___ Eingabedaten ___

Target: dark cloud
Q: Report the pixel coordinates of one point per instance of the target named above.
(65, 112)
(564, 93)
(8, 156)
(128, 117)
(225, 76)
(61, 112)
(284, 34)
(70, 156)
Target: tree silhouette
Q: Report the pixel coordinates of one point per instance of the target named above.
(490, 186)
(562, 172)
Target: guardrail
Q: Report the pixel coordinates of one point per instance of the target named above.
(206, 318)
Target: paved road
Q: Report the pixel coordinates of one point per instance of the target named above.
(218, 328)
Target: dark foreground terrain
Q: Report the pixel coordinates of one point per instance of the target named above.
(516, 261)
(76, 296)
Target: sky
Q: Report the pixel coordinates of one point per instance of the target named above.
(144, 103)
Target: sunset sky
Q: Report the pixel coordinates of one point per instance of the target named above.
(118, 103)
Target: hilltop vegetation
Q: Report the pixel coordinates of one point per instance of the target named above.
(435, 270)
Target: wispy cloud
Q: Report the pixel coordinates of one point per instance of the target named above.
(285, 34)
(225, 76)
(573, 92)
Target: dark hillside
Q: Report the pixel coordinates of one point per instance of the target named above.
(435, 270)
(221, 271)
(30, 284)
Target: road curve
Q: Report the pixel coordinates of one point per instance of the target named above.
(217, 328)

___
___ Eingabedaten ___

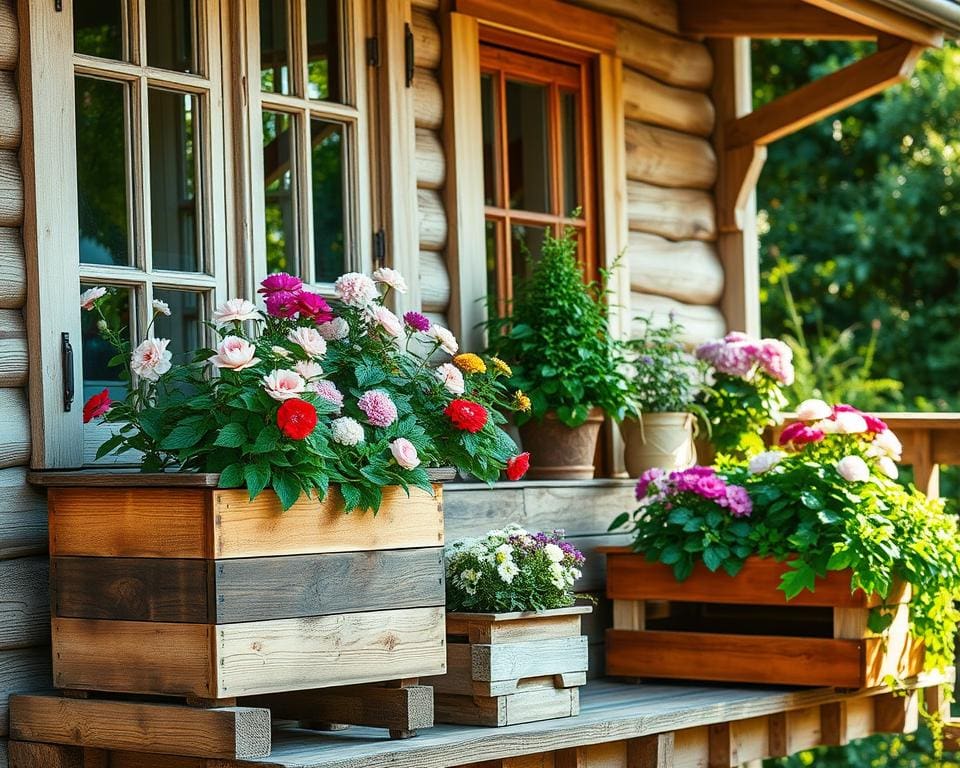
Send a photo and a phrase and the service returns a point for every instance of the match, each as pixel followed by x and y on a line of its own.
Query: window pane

___
___ Eingabedaten ___

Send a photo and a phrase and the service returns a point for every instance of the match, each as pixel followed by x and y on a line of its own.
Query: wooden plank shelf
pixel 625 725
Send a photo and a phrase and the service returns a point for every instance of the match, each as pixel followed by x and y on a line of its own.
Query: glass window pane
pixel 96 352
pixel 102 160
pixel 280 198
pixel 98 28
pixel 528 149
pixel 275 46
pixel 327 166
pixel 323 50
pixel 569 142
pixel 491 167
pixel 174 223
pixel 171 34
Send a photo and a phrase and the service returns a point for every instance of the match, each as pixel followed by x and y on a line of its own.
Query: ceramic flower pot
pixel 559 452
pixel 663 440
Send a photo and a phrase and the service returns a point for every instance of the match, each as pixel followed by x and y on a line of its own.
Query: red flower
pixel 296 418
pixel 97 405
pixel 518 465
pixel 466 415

___

__Zu erledigen__
Führe jede Zeile aus den Daten oben auf, in der das Wort „pane“ vorkommt.

__Ausgabe der Übung__
Query: window pane
Query: glass window pane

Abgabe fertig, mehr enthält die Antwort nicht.